• **Stored data entries**
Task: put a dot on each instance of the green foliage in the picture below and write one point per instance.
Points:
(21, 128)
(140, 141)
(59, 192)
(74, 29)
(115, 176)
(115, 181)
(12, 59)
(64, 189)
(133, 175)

• **To do**
Write all the records out again. Nothing may differ from the original.

• **Exercise output**
Task: put a dot on each instance of the green foliage in the picture below and write one point per instance.
Points:
(21, 128)
(140, 141)
(59, 192)
(74, 29)
(115, 176)
(115, 181)
(12, 59)
(64, 189)
(133, 175)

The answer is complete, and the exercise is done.